EXTRACTED RECORDS:
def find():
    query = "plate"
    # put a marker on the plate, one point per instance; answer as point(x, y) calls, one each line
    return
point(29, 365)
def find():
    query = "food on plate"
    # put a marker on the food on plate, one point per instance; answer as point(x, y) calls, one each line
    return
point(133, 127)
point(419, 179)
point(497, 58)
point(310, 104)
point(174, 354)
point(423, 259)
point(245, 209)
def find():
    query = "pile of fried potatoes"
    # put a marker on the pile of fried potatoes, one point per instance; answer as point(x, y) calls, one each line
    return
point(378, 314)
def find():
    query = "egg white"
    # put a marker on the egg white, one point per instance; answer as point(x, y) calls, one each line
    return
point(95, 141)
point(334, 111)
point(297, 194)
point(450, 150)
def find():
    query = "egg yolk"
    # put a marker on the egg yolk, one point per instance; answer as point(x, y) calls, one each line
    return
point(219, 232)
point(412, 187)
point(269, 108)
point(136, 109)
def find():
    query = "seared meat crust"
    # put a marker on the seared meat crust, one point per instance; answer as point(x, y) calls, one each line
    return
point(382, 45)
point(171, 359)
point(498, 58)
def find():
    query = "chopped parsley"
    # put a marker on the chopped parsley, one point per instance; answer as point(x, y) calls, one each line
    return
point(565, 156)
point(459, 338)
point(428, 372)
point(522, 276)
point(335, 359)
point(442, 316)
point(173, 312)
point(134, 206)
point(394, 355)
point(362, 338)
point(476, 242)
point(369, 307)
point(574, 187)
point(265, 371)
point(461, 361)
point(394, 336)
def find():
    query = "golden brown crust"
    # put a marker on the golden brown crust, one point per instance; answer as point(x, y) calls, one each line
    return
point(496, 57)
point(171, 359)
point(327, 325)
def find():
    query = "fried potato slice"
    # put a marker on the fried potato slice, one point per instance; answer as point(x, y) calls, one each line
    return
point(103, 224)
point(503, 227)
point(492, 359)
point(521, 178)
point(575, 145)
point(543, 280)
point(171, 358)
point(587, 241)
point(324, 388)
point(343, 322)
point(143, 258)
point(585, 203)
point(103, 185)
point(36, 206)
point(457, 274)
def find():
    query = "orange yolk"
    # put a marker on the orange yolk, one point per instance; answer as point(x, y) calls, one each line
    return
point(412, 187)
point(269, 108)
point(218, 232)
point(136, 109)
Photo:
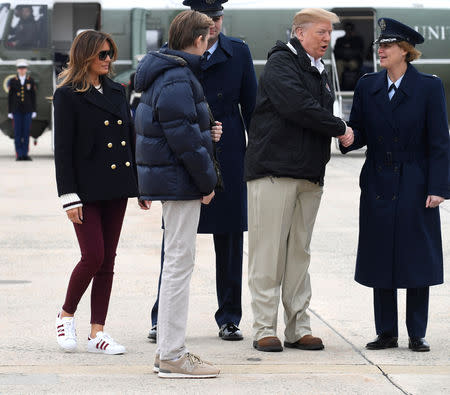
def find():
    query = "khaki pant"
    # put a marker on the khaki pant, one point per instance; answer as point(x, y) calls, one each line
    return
point(281, 214)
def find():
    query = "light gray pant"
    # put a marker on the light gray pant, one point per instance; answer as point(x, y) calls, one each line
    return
point(180, 232)
point(281, 216)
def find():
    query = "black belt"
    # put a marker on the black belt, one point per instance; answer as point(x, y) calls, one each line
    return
point(390, 157)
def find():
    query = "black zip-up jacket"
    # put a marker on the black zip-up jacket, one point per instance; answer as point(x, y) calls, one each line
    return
point(293, 122)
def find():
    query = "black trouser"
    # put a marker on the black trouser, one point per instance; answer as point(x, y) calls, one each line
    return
point(385, 308)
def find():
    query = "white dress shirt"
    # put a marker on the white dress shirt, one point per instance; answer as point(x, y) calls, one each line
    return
point(397, 84)
point(316, 63)
point(212, 49)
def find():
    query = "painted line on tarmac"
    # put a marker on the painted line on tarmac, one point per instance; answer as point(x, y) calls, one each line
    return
point(356, 349)
point(235, 369)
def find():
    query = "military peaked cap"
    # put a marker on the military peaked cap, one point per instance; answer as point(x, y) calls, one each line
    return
point(209, 7)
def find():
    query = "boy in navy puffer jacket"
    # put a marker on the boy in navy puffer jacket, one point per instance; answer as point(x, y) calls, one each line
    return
point(174, 164)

SET EXERCISE: List every line of the records that contains the word "slice".

SOLUTION FOR THIS PROBLEM:
    query = "fried potato slice"
    # put a marker on the fried potato slice, one point per instance; answer as point(x, y) calls, one each line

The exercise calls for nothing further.